Identify every line in the rows below that contains the word "flower" and copy each such line. Matching is case-sensitive.

-- Start Material for this exercise --

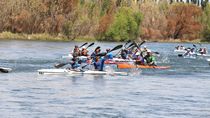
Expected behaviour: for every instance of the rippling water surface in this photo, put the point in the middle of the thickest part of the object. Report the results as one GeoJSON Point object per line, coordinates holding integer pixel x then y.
{"type": "Point", "coordinates": [180, 92]}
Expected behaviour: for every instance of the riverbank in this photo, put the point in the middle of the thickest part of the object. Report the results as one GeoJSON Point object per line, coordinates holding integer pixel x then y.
{"type": "Point", "coordinates": [60, 37]}
{"type": "Point", "coordinates": [40, 37]}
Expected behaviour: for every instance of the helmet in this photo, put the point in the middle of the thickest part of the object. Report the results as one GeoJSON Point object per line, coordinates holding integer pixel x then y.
{"type": "Point", "coordinates": [149, 51]}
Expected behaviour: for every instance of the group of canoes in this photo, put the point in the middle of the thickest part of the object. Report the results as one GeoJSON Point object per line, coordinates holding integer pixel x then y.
{"type": "Point", "coordinates": [130, 55]}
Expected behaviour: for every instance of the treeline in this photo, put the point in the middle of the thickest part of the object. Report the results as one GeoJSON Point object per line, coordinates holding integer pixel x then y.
{"type": "Point", "coordinates": [112, 20]}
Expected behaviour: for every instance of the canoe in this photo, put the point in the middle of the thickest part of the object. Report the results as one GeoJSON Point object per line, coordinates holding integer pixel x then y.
{"type": "Point", "coordinates": [67, 71]}
{"type": "Point", "coordinates": [69, 56]}
{"type": "Point", "coordinates": [118, 61]}
{"type": "Point", "coordinates": [5, 70]}
{"type": "Point", "coordinates": [202, 55]}
{"type": "Point", "coordinates": [127, 66]}
{"type": "Point", "coordinates": [180, 51]}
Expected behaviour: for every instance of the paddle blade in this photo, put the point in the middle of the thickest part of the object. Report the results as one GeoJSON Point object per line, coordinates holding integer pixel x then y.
{"type": "Point", "coordinates": [101, 54]}
{"type": "Point", "coordinates": [116, 48]}
{"type": "Point", "coordinates": [3, 70]}
{"type": "Point", "coordinates": [60, 65]}
{"type": "Point", "coordinates": [127, 42]}
{"type": "Point", "coordinates": [131, 45]}
{"type": "Point", "coordinates": [180, 55]}
{"type": "Point", "coordinates": [141, 43]}
{"type": "Point", "coordinates": [90, 45]}
{"type": "Point", "coordinates": [83, 45]}
{"type": "Point", "coordinates": [156, 52]}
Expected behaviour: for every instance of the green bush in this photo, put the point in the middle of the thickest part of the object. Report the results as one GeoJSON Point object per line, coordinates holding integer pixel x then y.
{"type": "Point", "coordinates": [125, 26]}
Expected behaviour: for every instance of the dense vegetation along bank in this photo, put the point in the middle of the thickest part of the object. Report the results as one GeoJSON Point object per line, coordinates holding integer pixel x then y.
{"type": "Point", "coordinates": [107, 20]}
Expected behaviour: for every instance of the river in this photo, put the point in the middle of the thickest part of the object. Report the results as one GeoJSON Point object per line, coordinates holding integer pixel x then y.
{"type": "Point", "coordinates": [183, 91]}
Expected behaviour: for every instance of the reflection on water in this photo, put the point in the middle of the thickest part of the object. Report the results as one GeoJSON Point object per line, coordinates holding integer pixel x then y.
{"type": "Point", "coordinates": [182, 91]}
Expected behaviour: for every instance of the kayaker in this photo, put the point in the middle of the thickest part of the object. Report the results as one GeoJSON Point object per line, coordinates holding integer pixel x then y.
{"type": "Point", "coordinates": [150, 58]}
{"type": "Point", "coordinates": [139, 60]}
{"type": "Point", "coordinates": [124, 54]}
{"type": "Point", "coordinates": [84, 52]}
{"type": "Point", "coordinates": [109, 55]}
{"type": "Point", "coordinates": [76, 51]}
{"type": "Point", "coordinates": [144, 51]}
{"type": "Point", "coordinates": [99, 64]}
{"type": "Point", "coordinates": [75, 63]}
{"type": "Point", "coordinates": [203, 50]}
{"type": "Point", "coordinates": [96, 51]}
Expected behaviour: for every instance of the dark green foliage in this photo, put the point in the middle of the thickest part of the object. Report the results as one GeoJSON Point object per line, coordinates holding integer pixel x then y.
{"type": "Point", "coordinates": [206, 23]}
{"type": "Point", "coordinates": [125, 26]}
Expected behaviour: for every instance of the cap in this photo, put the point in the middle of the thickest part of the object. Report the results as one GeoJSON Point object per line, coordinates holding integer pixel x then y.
{"type": "Point", "coordinates": [138, 53]}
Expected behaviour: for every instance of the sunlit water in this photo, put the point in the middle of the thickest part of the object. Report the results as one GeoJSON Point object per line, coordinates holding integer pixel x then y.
{"type": "Point", "coordinates": [180, 92]}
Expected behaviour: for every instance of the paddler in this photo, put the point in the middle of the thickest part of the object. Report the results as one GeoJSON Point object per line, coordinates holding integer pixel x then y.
{"type": "Point", "coordinates": [99, 63]}
{"type": "Point", "coordinates": [109, 55]}
{"type": "Point", "coordinates": [139, 60]}
{"type": "Point", "coordinates": [76, 51]}
{"type": "Point", "coordinates": [124, 53]}
{"type": "Point", "coordinates": [84, 52]}
{"type": "Point", "coordinates": [150, 58]}
{"type": "Point", "coordinates": [96, 51]}
{"type": "Point", "coordinates": [75, 63]}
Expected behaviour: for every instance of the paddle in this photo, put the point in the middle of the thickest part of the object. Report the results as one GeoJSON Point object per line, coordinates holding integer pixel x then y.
{"type": "Point", "coordinates": [83, 45]}
{"type": "Point", "coordinates": [127, 42]}
{"type": "Point", "coordinates": [131, 45]}
{"type": "Point", "coordinates": [115, 48]}
{"type": "Point", "coordinates": [141, 43]}
{"type": "Point", "coordinates": [3, 70]}
{"type": "Point", "coordinates": [90, 45]}
{"type": "Point", "coordinates": [60, 65]}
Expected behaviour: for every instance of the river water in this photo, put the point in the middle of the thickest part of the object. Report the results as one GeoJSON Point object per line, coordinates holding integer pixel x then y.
{"type": "Point", "coordinates": [180, 92]}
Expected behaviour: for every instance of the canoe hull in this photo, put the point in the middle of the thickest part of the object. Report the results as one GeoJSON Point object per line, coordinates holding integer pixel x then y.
{"type": "Point", "coordinates": [66, 71]}
{"type": "Point", "coordinates": [5, 70]}
{"type": "Point", "coordinates": [128, 66]}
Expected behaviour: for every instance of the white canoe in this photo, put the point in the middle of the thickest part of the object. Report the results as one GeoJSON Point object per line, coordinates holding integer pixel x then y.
{"type": "Point", "coordinates": [69, 56]}
{"type": "Point", "coordinates": [66, 71]}
{"type": "Point", "coordinates": [202, 55]}
{"type": "Point", "coordinates": [5, 70]}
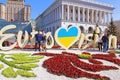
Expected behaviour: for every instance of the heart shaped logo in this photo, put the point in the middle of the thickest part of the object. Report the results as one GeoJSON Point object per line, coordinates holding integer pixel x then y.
{"type": "Point", "coordinates": [67, 37]}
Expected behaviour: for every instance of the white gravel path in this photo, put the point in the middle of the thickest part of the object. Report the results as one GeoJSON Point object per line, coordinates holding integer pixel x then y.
{"type": "Point", "coordinates": [42, 73]}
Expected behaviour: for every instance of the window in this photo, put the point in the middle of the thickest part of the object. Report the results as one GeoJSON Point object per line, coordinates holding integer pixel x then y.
{"type": "Point", "coordinates": [71, 11]}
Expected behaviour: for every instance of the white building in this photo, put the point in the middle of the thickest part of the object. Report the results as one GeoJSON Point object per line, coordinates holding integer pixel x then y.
{"type": "Point", "coordinates": [15, 11]}
{"type": "Point", "coordinates": [82, 13]}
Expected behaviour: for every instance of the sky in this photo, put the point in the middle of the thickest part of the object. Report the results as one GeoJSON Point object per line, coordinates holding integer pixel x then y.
{"type": "Point", "coordinates": [38, 6]}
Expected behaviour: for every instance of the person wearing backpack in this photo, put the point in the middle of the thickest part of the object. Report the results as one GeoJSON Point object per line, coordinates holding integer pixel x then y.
{"type": "Point", "coordinates": [105, 42]}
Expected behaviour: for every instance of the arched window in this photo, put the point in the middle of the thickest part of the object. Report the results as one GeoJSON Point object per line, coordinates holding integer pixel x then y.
{"type": "Point", "coordinates": [90, 30]}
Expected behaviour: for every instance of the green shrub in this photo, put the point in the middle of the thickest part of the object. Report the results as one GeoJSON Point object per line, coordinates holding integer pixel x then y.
{"type": "Point", "coordinates": [1, 66]}
{"type": "Point", "coordinates": [28, 65]}
{"type": "Point", "coordinates": [23, 61]}
{"type": "Point", "coordinates": [25, 73]}
{"type": "Point", "coordinates": [9, 73]}
{"type": "Point", "coordinates": [84, 56]}
{"type": "Point", "coordinates": [114, 51]}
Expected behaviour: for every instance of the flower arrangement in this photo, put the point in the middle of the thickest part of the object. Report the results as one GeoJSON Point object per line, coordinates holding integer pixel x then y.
{"type": "Point", "coordinates": [94, 61]}
{"type": "Point", "coordinates": [21, 61]}
{"type": "Point", "coordinates": [70, 65]}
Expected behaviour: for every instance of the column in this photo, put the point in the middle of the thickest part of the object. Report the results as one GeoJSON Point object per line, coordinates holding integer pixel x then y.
{"type": "Point", "coordinates": [107, 18]}
{"type": "Point", "coordinates": [73, 13]}
{"type": "Point", "coordinates": [92, 16]}
{"type": "Point", "coordinates": [100, 17]}
{"type": "Point", "coordinates": [62, 11]}
{"type": "Point", "coordinates": [83, 14]}
{"type": "Point", "coordinates": [78, 13]}
{"type": "Point", "coordinates": [88, 15]}
{"type": "Point", "coordinates": [96, 16]}
{"type": "Point", "coordinates": [110, 16]}
{"type": "Point", "coordinates": [57, 13]}
{"type": "Point", "coordinates": [68, 10]}
{"type": "Point", "coordinates": [103, 17]}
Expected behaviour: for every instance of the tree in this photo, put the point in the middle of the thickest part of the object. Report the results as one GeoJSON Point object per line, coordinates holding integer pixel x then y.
{"type": "Point", "coordinates": [112, 29]}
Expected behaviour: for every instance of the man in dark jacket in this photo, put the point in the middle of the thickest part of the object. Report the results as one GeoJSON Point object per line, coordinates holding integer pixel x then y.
{"type": "Point", "coordinates": [105, 42]}
{"type": "Point", "coordinates": [38, 39]}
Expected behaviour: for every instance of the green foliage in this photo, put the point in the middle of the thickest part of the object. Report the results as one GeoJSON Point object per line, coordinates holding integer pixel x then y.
{"type": "Point", "coordinates": [1, 66]}
{"type": "Point", "coordinates": [29, 65]}
{"type": "Point", "coordinates": [112, 29]}
{"type": "Point", "coordinates": [21, 61]}
{"type": "Point", "coordinates": [25, 73]}
{"type": "Point", "coordinates": [9, 73]}
{"type": "Point", "coordinates": [114, 51]}
{"type": "Point", "coordinates": [23, 58]}
{"type": "Point", "coordinates": [12, 64]}
{"type": "Point", "coordinates": [84, 56]}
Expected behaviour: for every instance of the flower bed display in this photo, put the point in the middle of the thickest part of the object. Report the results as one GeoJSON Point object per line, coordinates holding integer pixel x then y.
{"type": "Point", "coordinates": [94, 61]}
{"type": "Point", "coordinates": [70, 65]}
{"type": "Point", "coordinates": [23, 62]}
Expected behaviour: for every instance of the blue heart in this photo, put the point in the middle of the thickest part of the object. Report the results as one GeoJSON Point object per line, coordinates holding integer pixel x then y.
{"type": "Point", "coordinates": [71, 32]}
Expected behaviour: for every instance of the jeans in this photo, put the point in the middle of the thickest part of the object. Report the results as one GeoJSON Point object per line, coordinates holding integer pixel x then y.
{"type": "Point", "coordinates": [105, 46]}
{"type": "Point", "coordinates": [37, 43]}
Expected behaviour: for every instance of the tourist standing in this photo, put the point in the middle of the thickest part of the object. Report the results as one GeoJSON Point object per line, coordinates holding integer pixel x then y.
{"type": "Point", "coordinates": [100, 42]}
{"type": "Point", "coordinates": [43, 41]}
{"type": "Point", "coordinates": [105, 42]}
{"type": "Point", "coordinates": [38, 39]}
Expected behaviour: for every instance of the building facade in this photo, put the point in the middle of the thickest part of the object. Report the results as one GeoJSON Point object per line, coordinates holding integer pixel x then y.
{"type": "Point", "coordinates": [15, 11]}
{"type": "Point", "coordinates": [82, 13]}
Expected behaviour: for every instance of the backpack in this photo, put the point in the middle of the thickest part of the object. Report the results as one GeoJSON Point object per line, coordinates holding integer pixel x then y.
{"type": "Point", "coordinates": [104, 39]}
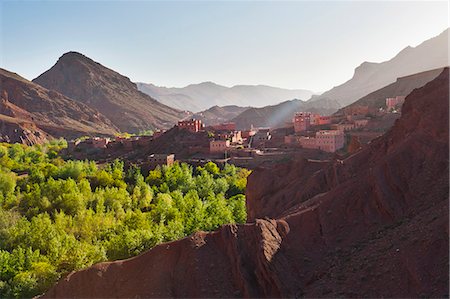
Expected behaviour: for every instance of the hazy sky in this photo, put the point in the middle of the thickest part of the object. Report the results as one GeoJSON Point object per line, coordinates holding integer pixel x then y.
{"type": "Point", "coordinates": [297, 44]}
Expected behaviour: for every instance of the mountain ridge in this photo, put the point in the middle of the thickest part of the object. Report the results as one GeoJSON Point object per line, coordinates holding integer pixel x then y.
{"type": "Point", "coordinates": [84, 80]}
{"type": "Point", "coordinates": [49, 110]}
{"type": "Point", "coordinates": [370, 76]}
{"type": "Point", "coordinates": [204, 95]}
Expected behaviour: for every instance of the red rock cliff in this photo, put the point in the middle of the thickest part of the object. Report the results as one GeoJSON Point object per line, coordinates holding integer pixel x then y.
{"type": "Point", "coordinates": [373, 225]}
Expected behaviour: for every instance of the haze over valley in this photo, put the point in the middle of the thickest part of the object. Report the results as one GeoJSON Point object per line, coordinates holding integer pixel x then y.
{"type": "Point", "coordinates": [243, 181]}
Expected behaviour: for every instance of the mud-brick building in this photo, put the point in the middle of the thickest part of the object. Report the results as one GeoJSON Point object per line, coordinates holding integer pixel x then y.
{"type": "Point", "coordinates": [193, 125]}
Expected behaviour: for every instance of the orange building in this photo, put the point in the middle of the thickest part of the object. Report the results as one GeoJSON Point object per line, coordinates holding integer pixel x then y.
{"type": "Point", "coordinates": [225, 127]}
{"type": "Point", "coordinates": [193, 125]}
{"type": "Point", "coordinates": [302, 121]}
{"type": "Point", "coordinates": [219, 146]}
{"type": "Point", "coordinates": [330, 140]}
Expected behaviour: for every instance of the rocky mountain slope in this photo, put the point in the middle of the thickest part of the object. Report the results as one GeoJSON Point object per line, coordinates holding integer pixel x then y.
{"type": "Point", "coordinates": [202, 96]}
{"type": "Point", "coordinates": [278, 115]}
{"type": "Point", "coordinates": [114, 95]}
{"type": "Point", "coordinates": [372, 225]}
{"type": "Point", "coordinates": [370, 76]}
{"type": "Point", "coordinates": [401, 87]}
{"type": "Point", "coordinates": [217, 114]}
{"type": "Point", "coordinates": [44, 113]}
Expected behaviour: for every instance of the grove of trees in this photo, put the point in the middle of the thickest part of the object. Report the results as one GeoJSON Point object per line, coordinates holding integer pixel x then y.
{"type": "Point", "coordinates": [57, 216]}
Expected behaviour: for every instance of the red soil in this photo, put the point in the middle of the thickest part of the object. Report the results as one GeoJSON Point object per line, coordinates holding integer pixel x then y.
{"type": "Point", "coordinates": [373, 225]}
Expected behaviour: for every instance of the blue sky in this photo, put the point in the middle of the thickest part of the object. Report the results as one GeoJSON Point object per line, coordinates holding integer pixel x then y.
{"type": "Point", "coordinates": [297, 44]}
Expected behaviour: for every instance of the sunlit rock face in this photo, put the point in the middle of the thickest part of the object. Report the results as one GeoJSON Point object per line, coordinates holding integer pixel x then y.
{"type": "Point", "coordinates": [373, 225]}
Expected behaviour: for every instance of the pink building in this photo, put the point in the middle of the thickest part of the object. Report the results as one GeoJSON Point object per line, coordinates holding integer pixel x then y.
{"type": "Point", "coordinates": [219, 146]}
{"type": "Point", "coordinates": [160, 159]}
{"type": "Point", "coordinates": [302, 121]}
{"type": "Point", "coordinates": [158, 133]}
{"type": "Point", "coordinates": [344, 127]}
{"type": "Point", "coordinates": [391, 103]}
{"type": "Point", "coordinates": [359, 123]}
{"type": "Point", "coordinates": [193, 125]}
{"type": "Point", "coordinates": [307, 142]}
{"type": "Point", "coordinates": [324, 120]}
{"type": "Point", "coordinates": [314, 119]}
{"type": "Point", "coordinates": [225, 127]}
{"type": "Point", "coordinates": [248, 133]}
{"type": "Point", "coordinates": [329, 140]}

-- End Material for this exercise --

## [Written response]
Expected behaviour: for every instance of the flower arrangement in this photo, put the point in the middle of the thickest part of the object. Report the results as one GeoJSON Point object per line, coordinates holding integer pixel x then y.
Expected behaviour: for every instance of the flower bed display in this photo, put the point in the middle of the thickest part of the object. Report the results as one GeoJSON Point object per line, coordinates holding integer pixel x then y.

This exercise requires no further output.